*WHAT THE EXERCISE ASKS*:
Within the records, tally the lines that contain "each" and reply with that number only.

*PROVIDED MATERIAL*:
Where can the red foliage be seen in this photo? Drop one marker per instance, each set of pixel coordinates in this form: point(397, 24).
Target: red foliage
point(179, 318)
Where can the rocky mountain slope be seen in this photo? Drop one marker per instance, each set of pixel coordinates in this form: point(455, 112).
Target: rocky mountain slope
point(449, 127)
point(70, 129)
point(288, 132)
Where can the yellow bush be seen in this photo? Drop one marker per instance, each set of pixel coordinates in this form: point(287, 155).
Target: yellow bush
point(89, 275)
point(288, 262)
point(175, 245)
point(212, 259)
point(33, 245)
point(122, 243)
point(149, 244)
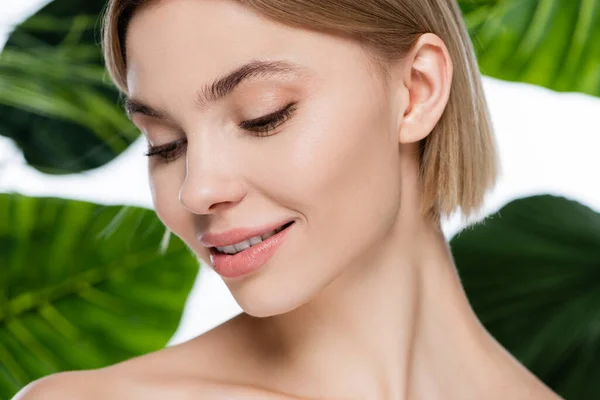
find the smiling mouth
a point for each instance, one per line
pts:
(253, 241)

*WRITTEN ANSWER*:
4